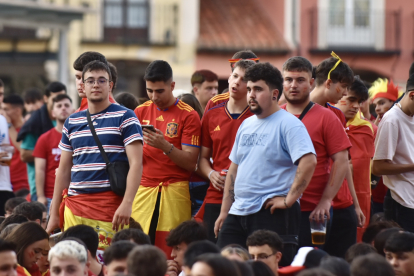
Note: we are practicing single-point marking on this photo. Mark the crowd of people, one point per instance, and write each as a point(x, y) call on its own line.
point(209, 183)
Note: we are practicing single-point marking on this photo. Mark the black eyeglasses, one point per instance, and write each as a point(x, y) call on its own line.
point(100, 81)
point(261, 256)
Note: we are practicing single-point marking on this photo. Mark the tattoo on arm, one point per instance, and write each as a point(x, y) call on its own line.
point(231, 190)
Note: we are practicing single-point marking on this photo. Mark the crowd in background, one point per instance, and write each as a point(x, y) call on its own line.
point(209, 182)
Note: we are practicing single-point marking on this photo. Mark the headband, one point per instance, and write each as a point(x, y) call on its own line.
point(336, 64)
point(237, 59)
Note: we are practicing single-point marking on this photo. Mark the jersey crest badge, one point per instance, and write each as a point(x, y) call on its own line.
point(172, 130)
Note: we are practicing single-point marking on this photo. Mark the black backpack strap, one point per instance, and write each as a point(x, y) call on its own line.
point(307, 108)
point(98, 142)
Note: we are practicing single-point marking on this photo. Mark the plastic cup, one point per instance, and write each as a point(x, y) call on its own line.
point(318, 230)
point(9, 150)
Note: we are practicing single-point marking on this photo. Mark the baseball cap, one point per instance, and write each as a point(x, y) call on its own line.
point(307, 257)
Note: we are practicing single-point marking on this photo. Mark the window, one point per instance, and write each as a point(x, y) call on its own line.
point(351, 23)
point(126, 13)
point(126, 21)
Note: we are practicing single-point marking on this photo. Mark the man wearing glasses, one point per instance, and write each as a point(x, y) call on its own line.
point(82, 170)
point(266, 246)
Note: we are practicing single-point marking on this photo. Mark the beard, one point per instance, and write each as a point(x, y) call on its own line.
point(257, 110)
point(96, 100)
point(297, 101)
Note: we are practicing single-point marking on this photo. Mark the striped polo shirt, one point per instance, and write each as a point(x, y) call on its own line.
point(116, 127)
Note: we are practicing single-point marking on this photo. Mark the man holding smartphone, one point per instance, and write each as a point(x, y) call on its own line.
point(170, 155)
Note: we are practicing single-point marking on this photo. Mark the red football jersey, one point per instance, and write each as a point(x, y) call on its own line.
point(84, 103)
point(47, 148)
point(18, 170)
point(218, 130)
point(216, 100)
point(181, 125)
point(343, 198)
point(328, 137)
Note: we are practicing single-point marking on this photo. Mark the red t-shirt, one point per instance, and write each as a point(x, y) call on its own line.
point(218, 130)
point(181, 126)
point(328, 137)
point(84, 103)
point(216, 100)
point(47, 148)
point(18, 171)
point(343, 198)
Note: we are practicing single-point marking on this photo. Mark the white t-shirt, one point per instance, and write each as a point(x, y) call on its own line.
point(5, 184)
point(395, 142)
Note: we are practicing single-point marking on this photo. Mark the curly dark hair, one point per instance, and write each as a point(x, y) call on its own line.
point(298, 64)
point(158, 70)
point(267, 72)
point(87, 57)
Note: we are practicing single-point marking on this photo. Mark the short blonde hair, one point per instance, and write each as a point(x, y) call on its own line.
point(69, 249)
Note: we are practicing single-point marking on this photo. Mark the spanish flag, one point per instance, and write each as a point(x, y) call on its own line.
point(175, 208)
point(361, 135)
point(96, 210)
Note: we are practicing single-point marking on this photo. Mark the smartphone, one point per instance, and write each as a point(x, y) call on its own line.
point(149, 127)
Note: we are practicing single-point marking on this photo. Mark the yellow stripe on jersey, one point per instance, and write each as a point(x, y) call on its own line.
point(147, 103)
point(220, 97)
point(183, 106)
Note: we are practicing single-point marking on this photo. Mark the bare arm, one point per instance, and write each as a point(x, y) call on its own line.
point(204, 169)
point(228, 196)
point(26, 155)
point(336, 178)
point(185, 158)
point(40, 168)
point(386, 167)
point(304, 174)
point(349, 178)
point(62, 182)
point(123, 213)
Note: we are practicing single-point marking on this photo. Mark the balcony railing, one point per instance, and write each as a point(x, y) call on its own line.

________

- _Task instructions_
Set down the material above exactly as written, but not the pictures.

- _Solution for this problem_
Note: we are practicing single-point marking on this photo. Mark the crowd of people, one point per instance, and write each as a point(x, y) call on its own line.
point(209, 183)
Note: we are practicing single-point marking on this photo. Mark the black eyeglasses, one point per instance, and write each as a point(x, y) call on its own line.
point(100, 81)
point(261, 256)
Note: we are practicing single-point marking on this photo. Mark the tattoo on arm, one point per instance, and write each as a point(x, y) call on its own line.
point(231, 190)
Note: we are practicing single-point marking on this photo. Mark the crowd in background, one point per instance, and write each as a point(x, y) call on its own line.
point(209, 182)
Note: we are practicing single-point marking on this photo. Mark the headband, one point per instance, and write each as a point(x, y) call on its own line.
point(336, 64)
point(237, 59)
Note: we are practicing single-point marking on this photo. Mark the jersey crest badge, one point per instance, and write each as a point(x, y) call on its own line.
point(172, 130)
Note: we are practicing single-point marking on this photo. Mark the black backpack strap, one point per instance, and write each as a point(x, y) call on its own line.
point(307, 108)
point(98, 142)
Note: we are practicing single-point marking on this photo. Mark the plastic cup, one point per instance, and write each as a point(x, y) call on its own line.
point(318, 230)
point(9, 150)
Note: we are practicing single-point marking on this photo. Mark the baseball cap, one point per instance, and write each as a point(x, y) call on its own line.
point(307, 257)
Note: we are practicing single-point marking on this photo. Mark the window, one point per instance, and write each as a point(x, y) call on its own line.
point(351, 23)
point(126, 13)
point(126, 21)
Note: we are practicing single-point marking on this photo. Mark the man wearing glasses, one point per instance, and write each as a point(x, y) call on its own line.
point(82, 170)
point(266, 246)
Note: we are practicing single-point marking on this photo. Mark the beard, one point per instance, and write each as a point(x, y) call on its own line.
point(257, 110)
point(96, 100)
point(297, 101)
Note: we are practicing single-point marking on this photo. Mark the striped polo shirt, one point per instance, and write each as a point(x, y) call on its own line.
point(116, 127)
Note: we are practicing single-point marking on this photo. Mark the man holding smartphone, one point per instance, and write each as a point(x, y) call on its own line.
point(170, 155)
Note: we are practicing single-point marking on this photo. Mark the red football jersey, one point per instance, and write each as a point(x, y) call on its own line.
point(84, 103)
point(47, 148)
point(18, 170)
point(218, 130)
point(216, 100)
point(181, 125)
point(343, 198)
point(328, 137)
Note: we are practicing single-point marking on this photo. Mark the red t-shirt, one point per instance, and write each as a point(x, y) call on its own line.
point(218, 130)
point(181, 126)
point(328, 137)
point(84, 103)
point(216, 100)
point(47, 148)
point(18, 171)
point(343, 198)
Note: we are practicing single-point marking on this photo. Mark the white t-shirt, one point per instance, and write each as a point(x, y) call on its own line.
point(5, 184)
point(395, 142)
Note: we are practicing single-point marking on this photo. Mark the curly dark hair, one point per instance, and write each as a point(x, y) call on its own line.
point(298, 64)
point(158, 70)
point(267, 72)
point(87, 57)
Note: we are practicing single-point marking on this photo. Mark the short blonde hair, one point per instance, and write each as a point(x, y) call on its own line.
point(69, 249)
Note: we are practicing single-point marking on this photo. Mark the spanish flag, one point per instance, and write each as a point(x, y) call on its own line.
point(175, 208)
point(361, 135)
point(96, 210)
Note: we are practicing single-point marking on this photo. Mark the smartphone, one point per instance, and write each as a point(x, y) call on its own line.
point(149, 127)
Note: we are practicing single-point marking on this photo. Mark the yellow stripe on jersey, one point per instance, and write each as a point(x, y) call on its own line.
point(147, 103)
point(220, 97)
point(183, 106)
Note: we are practicing single-point marking on this photo. Mark the bare arm, one point per instance, and write each as a point(x, y) call on its own line.
point(204, 169)
point(228, 196)
point(26, 155)
point(336, 178)
point(185, 158)
point(40, 168)
point(386, 167)
point(304, 174)
point(349, 178)
point(62, 182)
point(123, 213)
Note: we are practicing single-point marking on this photo. Mark the balcony railing, one point per instance, and write each as a point(x, y) call on its own line.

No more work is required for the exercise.